--- What to produce ---
All of the records should be given again verbatim.

--- Dataset entries ---
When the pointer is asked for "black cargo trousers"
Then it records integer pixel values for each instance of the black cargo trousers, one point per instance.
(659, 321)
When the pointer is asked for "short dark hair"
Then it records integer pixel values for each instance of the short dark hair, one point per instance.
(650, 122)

--- Exercise answer ---
When the pointer is asked for "black cargo trousers"
Then it records integer pixel values for each instance of the black cargo trousers, one point per instance.
(659, 321)
When the pointer is asked for "short dark hair"
Then it records integer pixel values for each instance of the short dark hair, one point per instance.
(650, 122)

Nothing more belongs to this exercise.